**Directions**
Arrange the rows from the line containing "Put a point on every instance of the black" through the line containing "<point>1165,468</point>" as a numbered list, leaving out blank lines. Include only those lines.

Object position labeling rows
-*-*-

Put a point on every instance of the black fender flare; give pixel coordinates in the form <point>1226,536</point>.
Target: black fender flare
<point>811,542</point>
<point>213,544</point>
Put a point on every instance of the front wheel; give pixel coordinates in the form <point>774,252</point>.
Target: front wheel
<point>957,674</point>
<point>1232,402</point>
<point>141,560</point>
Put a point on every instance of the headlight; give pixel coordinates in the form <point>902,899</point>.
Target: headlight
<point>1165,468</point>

-*-*-

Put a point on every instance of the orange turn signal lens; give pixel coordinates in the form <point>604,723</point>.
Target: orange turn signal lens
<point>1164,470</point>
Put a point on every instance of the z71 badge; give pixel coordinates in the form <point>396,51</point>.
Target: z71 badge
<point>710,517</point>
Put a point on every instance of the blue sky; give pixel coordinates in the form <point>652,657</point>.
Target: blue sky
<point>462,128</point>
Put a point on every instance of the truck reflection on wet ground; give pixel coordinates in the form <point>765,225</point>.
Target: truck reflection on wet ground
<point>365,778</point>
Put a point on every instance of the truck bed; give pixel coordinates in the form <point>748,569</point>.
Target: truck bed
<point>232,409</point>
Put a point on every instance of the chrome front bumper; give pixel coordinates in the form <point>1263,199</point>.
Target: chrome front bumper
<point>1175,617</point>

-*-*-

**Answer to this exercise**
1. Put a point on every instance of the black fender flare; give pixel coordinates in the form <point>1226,536</point>.
2. Target: black fender flare
3. <point>811,542</point>
4. <point>213,544</point>
5. Put a point on every instance of the front wheel; give pixel coordinates in the form <point>774,252</point>.
6. Target: front wheel
7. <point>957,674</point>
8. <point>1232,402</point>
9. <point>141,560</point>
10. Put a point on every instance of the headlight; give pixel coordinates in the form <point>902,899</point>.
11. Target: headlight
12. <point>1165,468</point>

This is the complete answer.